** Task prompt **
Give again, unaltered, the lines of the listing below that run from the line having "Target: camel leg" through the line having "Definition for annotators: for every instance of the red and".
---- Data for this exercise
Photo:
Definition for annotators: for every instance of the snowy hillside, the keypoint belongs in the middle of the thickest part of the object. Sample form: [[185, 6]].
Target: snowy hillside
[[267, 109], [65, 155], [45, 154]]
--------
---- Data for this exercise
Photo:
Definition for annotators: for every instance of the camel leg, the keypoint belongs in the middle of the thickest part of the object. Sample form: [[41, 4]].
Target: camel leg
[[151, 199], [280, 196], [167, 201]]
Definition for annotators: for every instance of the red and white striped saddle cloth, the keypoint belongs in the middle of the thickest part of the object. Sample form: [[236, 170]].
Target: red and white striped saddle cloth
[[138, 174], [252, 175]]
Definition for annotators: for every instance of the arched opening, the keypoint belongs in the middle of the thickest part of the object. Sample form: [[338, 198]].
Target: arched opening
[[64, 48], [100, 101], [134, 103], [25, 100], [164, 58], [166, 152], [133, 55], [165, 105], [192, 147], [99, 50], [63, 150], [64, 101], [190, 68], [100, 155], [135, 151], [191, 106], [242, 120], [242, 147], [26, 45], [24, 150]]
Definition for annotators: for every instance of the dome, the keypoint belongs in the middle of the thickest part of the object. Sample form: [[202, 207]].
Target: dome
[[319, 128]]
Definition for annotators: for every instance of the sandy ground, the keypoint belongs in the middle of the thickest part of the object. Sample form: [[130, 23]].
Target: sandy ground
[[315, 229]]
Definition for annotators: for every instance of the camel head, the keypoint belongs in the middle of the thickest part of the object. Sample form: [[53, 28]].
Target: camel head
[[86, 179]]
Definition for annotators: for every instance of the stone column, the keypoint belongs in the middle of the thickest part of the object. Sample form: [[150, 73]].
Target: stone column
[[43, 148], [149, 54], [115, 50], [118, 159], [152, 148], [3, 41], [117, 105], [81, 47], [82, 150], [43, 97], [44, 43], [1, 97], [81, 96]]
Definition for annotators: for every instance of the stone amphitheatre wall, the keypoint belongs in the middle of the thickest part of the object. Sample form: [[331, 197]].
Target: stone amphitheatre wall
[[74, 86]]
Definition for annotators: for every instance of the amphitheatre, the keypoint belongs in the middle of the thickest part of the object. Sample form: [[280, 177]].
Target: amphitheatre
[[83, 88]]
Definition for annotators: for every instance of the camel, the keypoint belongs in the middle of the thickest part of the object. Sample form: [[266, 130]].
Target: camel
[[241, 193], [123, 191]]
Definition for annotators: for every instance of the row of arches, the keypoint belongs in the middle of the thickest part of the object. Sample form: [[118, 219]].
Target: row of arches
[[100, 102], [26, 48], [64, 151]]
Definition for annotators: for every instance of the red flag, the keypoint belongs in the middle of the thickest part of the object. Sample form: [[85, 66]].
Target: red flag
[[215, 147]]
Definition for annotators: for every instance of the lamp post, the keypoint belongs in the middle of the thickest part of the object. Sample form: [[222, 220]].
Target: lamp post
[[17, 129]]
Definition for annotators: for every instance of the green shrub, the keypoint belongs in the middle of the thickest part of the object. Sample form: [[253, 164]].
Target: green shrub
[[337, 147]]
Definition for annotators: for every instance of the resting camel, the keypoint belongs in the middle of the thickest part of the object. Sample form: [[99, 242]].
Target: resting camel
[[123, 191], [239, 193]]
--------
** Worked solution **
Target: camel leg
[[151, 199], [280, 196], [167, 201]]
Definition for annotators: for every instance of the red and white striped saddle cloth, the keypoint belongs in the middle of the thickest part of the object. Sample form: [[236, 170]].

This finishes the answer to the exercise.